▶ Records to use:
______
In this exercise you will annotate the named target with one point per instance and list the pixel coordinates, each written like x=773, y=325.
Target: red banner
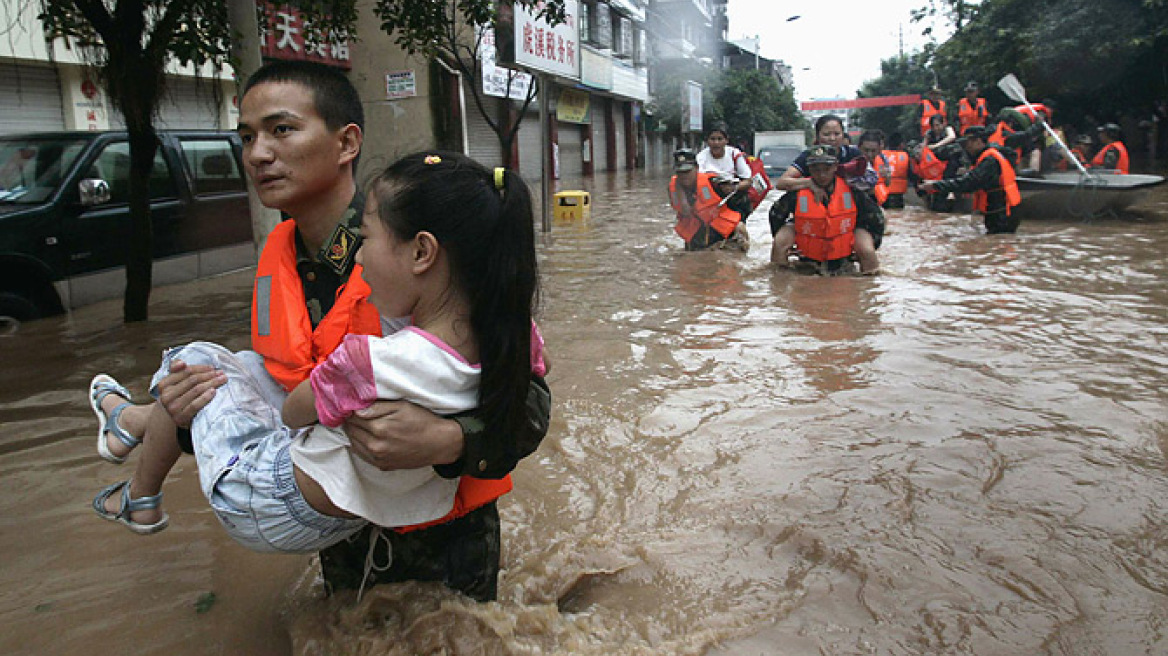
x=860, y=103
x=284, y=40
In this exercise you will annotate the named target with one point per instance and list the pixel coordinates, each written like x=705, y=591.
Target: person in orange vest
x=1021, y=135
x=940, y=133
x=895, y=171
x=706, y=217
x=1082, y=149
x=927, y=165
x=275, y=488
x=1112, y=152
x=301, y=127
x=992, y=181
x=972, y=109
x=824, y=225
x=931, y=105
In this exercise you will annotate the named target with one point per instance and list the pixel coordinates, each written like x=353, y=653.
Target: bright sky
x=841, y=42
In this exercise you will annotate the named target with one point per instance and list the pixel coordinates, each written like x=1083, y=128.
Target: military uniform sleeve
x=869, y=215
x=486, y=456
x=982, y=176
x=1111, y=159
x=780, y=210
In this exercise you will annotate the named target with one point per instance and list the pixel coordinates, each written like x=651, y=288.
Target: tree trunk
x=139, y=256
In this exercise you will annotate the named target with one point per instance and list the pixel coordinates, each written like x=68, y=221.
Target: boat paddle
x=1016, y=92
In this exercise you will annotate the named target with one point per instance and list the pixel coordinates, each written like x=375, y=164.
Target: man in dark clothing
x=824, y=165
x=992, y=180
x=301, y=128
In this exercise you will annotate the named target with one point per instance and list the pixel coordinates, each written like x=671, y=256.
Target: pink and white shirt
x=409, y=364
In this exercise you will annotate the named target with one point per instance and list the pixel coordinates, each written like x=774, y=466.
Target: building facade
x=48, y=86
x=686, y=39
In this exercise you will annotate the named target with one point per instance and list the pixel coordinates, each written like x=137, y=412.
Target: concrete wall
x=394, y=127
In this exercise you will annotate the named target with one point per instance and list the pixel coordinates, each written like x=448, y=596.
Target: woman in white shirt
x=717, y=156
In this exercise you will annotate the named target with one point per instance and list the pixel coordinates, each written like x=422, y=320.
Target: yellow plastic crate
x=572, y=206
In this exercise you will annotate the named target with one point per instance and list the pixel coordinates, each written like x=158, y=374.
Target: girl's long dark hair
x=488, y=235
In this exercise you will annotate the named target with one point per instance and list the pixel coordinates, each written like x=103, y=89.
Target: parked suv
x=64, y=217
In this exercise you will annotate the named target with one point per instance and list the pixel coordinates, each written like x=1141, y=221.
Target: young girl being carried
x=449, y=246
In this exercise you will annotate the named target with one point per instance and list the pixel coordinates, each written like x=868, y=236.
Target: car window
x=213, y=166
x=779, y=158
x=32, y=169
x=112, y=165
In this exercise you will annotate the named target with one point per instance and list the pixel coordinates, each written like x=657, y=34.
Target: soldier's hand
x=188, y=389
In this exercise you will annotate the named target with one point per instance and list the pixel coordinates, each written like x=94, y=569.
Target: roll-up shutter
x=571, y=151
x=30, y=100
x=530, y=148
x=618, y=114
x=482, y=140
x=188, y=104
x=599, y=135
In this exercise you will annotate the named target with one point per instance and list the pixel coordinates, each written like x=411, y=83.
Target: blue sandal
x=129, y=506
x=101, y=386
______
Could you repeat all of the entries exactly, without any of the images?

▶ Finished exercise:
In this exercise you will annotate the named target with one point per instance and list the pixel coordinates, each written like x=773, y=325.
Target: red banner
x=860, y=103
x=284, y=40
In this exercise you will annotate the named target with one point per instance and list the pixel coordinates, each written like x=705, y=591.
Target: person in orange vest
x=1021, y=135
x=940, y=133
x=895, y=171
x=706, y=217
x=1082, y=149
x=927, y=165
x=275, y=488
x=1112, y=152
x=301, y=127
x=992, y=181
x=972, y=109
x=824, y=225
x=931, y=105
In this exercise you will annotate the named target with one point per instance and list the pixel coordinates, each written like x=353, y=653.
Target: bright sky
x=841, y=42
In this exercise you will annotate the named target with one point per instance and list the pixel coordinates, each written like x=1083, y=128.
Target: military uniform sleeve
x=869, y=215
x=486, y=456
x=982, y=176
x=1111, y=159
x=780, y=210
In this exercise you will annotate the named target with one point per instance and list the pixel coordinates, each written like x=651, y=288.
Target: tree trunk
x=139, y=256
In this exercise you will annotate the named target with one point per instance and list the pixel coordinates, each written like x=68, y=221.
Target: boat paddle
x=1016, y=92
In this exercise you will annotate the named target with one point per instance and list the pixel coordinates, each written like x=375, y=164.
Target: man in dark clothing
x=824, y=165
x=992, y=180
x=301, y=128
In this exercise you will annotate the named target with one point per instance and list the pixel coordinates, each written like x=671, y=256.
Target: pink and white shirt
x=409, y=364
In this exercise you will annotate the named target with one point per instance and list the pixel coordinates, each written like x=774, y=466.
Target: building facade
x=48, y=86
x=686, y=39
In this exercise you will annotate the named target with one point per instance and list the pixel coordinates, each written like x=137, y=412.
Target: concrete wall
x=394, y=127
In this exercise you will annotate the named target with one point per instance and list the pixel coordinates, each written like x=448, y=596.
Target: woman in white shirt
x=717, y=156
In this exercise you will annotate the named target with one point per instance and list the pixel coordinates, each written like x=422, y=320.
Target: yellow plastic crate
x=572, y=206
In this exercise you will annotate the named target with one point per instance and list the pixel coordinates, each written like x=158, y=374.
Target: girl's long dark hair
x=488, y=235
In this exercise you will annotate the named target with one point per instance and list the pixel coordinates, each written like x=103, y=89.
Target: parked suv
x=64, y=217
In this exercise you will annotate the named target with one point per instance and list the pixel coordinates, each written like x=1141, y=221.
Target: young girl being carried
x=449, y=246
In this exercise you will annotate the named target with one point per instance and list the pixel coordinates, each written like x=868, y=236.
Target: car window
x=213, y=166
x=779, y=158
x=32, y=169
x=112, y=165
In this exercise you will annotate the named target with one point per instance and list the pixel coordinates, each written like x=657, y=34.
Target: soldier's hand
x=188, y=389
In this exercise you will annotate the named target with one point per instance and list the pixel coordinates, each written like x=94, y=569.
Target: roll-up shutter
x=571, y=151
x=30, y=100
x=530, y=148
x=618, y=114
x=482, y=140
x=188, y=104
x=599, y=135
In this exercise you will annotate the named target with one point per instance and list the pixel coordinates, each written like x=411, y=83.
Target: blue sandal
x=129, y=506
x=101, y=386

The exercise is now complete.